Report every line in the records below that contains the string "boulder", and note that case counts.

(Some records)

============================================================

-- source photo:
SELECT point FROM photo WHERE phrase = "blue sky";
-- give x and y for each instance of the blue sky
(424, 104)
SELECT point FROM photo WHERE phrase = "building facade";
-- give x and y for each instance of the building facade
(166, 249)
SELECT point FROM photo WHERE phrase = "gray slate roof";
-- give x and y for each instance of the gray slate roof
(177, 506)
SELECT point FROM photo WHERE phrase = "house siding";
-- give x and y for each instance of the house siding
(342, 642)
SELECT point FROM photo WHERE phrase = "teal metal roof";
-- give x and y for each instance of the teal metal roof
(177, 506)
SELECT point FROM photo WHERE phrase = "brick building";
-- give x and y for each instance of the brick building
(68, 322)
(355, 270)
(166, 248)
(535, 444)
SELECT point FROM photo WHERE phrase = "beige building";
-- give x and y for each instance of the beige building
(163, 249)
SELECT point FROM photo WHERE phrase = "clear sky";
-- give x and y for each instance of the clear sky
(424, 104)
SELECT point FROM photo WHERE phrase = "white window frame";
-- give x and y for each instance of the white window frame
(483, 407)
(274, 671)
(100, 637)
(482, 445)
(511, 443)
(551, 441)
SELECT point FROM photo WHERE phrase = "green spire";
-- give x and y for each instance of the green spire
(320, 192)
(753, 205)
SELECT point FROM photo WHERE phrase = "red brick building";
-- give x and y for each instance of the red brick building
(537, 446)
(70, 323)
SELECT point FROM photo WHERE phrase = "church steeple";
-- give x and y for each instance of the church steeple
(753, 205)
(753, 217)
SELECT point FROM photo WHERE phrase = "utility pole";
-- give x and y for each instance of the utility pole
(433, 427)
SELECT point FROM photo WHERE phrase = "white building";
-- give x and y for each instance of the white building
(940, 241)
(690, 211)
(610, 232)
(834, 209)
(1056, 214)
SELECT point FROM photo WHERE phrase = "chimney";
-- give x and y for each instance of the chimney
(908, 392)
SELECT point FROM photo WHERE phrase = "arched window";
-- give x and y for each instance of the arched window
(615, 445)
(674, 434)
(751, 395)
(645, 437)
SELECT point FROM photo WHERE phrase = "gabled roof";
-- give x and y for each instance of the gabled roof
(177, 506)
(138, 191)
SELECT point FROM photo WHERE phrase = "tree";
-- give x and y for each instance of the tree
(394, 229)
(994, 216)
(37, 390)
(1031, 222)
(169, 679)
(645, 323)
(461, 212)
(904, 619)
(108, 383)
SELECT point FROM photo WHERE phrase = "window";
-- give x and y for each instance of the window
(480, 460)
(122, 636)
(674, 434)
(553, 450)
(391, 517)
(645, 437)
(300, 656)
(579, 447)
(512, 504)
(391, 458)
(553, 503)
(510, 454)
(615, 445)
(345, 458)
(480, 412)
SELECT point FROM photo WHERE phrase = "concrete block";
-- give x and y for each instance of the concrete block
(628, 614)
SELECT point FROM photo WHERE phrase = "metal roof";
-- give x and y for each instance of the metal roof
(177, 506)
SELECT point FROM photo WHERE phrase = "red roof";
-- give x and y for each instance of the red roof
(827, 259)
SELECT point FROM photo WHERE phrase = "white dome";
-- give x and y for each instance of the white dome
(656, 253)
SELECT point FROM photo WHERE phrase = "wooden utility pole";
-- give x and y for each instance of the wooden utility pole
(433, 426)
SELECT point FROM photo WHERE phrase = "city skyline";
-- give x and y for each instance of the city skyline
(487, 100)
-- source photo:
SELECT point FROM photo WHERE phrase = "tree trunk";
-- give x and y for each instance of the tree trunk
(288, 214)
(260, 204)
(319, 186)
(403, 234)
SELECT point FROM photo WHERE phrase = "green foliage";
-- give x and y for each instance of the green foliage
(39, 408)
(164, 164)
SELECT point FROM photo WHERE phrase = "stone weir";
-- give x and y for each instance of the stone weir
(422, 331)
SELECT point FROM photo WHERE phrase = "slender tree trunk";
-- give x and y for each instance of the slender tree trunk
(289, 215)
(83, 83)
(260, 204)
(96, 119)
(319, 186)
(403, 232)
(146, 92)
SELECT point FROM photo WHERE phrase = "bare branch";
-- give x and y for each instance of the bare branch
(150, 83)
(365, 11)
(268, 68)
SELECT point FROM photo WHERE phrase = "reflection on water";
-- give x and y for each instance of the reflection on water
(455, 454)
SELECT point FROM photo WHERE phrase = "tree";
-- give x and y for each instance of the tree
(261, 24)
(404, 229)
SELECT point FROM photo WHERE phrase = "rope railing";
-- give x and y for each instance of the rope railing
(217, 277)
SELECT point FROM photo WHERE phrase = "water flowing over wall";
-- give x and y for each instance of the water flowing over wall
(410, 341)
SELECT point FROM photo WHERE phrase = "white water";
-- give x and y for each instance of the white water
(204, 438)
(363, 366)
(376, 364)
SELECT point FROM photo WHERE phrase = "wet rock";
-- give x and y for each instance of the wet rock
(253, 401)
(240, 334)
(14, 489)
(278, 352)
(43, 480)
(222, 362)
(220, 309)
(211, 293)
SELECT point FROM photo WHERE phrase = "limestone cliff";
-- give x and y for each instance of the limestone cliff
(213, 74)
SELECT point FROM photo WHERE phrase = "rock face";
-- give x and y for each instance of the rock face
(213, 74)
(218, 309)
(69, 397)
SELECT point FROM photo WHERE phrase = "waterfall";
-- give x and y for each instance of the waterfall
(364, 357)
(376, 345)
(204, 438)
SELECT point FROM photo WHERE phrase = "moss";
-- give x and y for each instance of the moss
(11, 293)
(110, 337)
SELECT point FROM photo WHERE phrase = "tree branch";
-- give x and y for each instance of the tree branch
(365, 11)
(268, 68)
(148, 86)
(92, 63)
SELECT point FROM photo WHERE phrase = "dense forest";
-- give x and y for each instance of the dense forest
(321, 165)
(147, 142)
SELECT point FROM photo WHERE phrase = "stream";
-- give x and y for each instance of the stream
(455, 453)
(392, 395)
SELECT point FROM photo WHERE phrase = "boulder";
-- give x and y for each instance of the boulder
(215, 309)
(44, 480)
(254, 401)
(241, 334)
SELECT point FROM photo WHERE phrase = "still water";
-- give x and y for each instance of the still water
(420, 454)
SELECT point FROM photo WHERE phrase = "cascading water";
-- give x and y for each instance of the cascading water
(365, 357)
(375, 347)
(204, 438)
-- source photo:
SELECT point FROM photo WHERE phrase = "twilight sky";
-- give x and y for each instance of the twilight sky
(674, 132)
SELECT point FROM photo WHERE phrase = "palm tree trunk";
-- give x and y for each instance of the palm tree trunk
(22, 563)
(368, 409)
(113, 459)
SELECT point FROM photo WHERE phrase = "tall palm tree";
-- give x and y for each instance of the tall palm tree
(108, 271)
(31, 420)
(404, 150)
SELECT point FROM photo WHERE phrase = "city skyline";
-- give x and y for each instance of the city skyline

============================================================

Response
SELECT point FROM photo WHERE phrase = "boulder";
-- give x and y for each instance of the boulder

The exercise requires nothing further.